### Reading text

# Horse Shampoo



## Barbarella Hair (Sep 17, 2011)

Has anyone tried horse shampoo on their own hair? Sounds crazy I know but I remember reading a few years ago that some celebrities use it (Jennifer Anniston and Khloe Kardashian also used it on Keeping up with the Kardashians) It's supposed to be really good for human hair too!


----------



## Becca Cosmetics (Sep 18, 2011)

Really?  Wow, I'd never heard that before... I'd be afraid to try it.  Can any ladies around here vouch for this?


----------



## divadoll (Sep 18, 2011)

This is one of them...


----------



## Becca Cosmetics (Sep 20, 2011)

> Originally Posted by *divadoll* /img/forum/go_quote.gif
> 
> This is one of them...



And this seriously has worked for girls before?  Better than regular human shampoo?  I'm skeptical but very interested!   /emoticons/[email protected] 2x" width="20" height="20" />


----------



## divadoll (Sep 20, 2011)

This stuff's been around for Decades.  I've not used it but the ingredients are pretty much same as any conditioning shampoo.  My mom uses it.  Her hair is thinning and she says it reduces her hair loss.


----------



## 13Bluestar97 (Sep 21, 2011)

I want to try it


----------



## hollymackerel (Sep 28, 2011)

my boyfriend uses this, he swears by it. i looked at it when i was using his shower a few weeks ago &amp; there was an ingredient in it that kept me from using it... i forget what it was, but i'm picky about what i put into my skin and use on my hair, so it must have been something irritating. but overall, the formula looked pretty much just like any other shampoo. don't buy into the hype.


----------



## divadoll (Sep 28, 2011)

The thing is that about the mane'n'tail is that its CHEAP!  Works well and cheap.


----------



## chrisw00 (Oct 8, 2011)

I didn't like it. It smells bad, hair grows but didn't make my hair thicker.


----------



## Little (Oct 14, 2011)

there is a sheep "shampoo" that makes sheep's wool grow faster and healthier - that stuff is usually oily and contains vitamin A, D and E

______________________________________________________________


----------



## drew (Oct 18, 2011)

Well, on the one hand many of my girlfriends and myself included have used the mane'n'tail product to encourage hair growth, and though my hair did grow, I don't attribute it to this product. My hair was also very dull, lackluster if you will, and sooooo dry! At the time, when I was using it and thinking that my hair growth might have something to do with the product, I recommended it to my mother and my sister. They both got _*really*_ bad rashes from it and threw it out. I haven't touched the stuff since, not to mention my hair loss drastically decreased since I stopped using it. There are other products out there that will perform much better for the same price.


----------



## pandy1021 (Oct 20, 2011)

Horse hair? No.. not in my hair's life. I won't. Well I would rather use a coconut one than a shampoo for horses.. Am not either a horse!

*edited by mod*


----------



## divadoll (Oct 21, 2011)

If you look at the ingredients, there's no difference.  Some horses are worth more money that many of us will see in our life times.
 



> Originally Posted by *pandy1021* /img/forum/go_quote.gif
> 
> Horse hair? No.. not in my hair's life. I won't. Well I would rather use a coconut one than a shampoo for horses.. Am not either a horse!
> 
> *edited by mod*


----------



## mandy26 (Oct 24, 2011)

Never would try it! I mean... c'monn, it's for horses!!! I'm not a horse!!!


----------

######

§ **Things to do**
(1) In the horse shampoo thread, rewrite the stretch from "Well, on the" through "the same price.", substituting "hives" for "rashes".
(2) Does each statement agree with the horse shampoo thread? (a) divadoll says her mom uses the shampoo. (b) chrisw00 says the shampoo made their hair thicker. (c) hollymackerel says her boyfriend uses the shampoo.

### Provided data

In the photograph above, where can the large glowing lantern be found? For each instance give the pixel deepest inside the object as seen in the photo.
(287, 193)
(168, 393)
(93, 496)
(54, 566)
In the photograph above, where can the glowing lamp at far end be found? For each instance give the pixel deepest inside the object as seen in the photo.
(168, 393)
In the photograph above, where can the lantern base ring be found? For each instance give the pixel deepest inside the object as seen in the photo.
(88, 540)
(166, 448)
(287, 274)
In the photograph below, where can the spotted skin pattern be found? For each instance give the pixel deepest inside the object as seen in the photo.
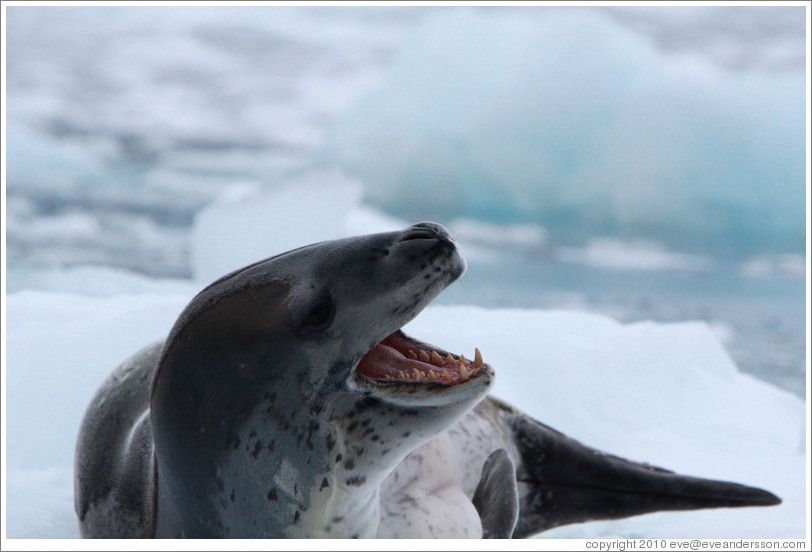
(261, 415)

######

§ **Written responses**
(1)
Well, on the one hand many of my girlfriends and myself included have used the mane'n'tail product to encourage hair growth, and though my hair did grow, I don't attribute it to this product. My hair was also very dull, lackluster if you will, and sooooo dry! At the time, when I was using it and thinking that my hair growth might have something to do with the product, I recommended it to my mother and my sister. They both got _*really*_ bad hives from it and threw it out. I haven't touched the stuff since, not to mention my hair loss drastically decreased since I stopped using it. There are other products out there that will perform much better for the same price.

(2)
(a) Yes: "My mom uses it."
(b) No: "hair grows but didn't make my hair thicker."
(c) Yes: "my boyfriend uses this, he swears by it."